Format the entries below as a two-column CSV with the header instruction,response and one row per entry. Put each entry's text and its answer in a single quoted field apiece, with line breaks replaced by spaces.

● **INFORMATION SHOWN**
+===+

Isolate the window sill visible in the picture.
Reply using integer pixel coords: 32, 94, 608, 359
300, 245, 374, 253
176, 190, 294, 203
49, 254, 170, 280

+===+

● **THE RESPONSE**
instruction,response
"Isolate the window sill visible in the picture. Reply using integer pixel coords: 32, 94, 608, 359","300, 245, 374, 253 176, 190, 294, 203 49, 254, 170, 280"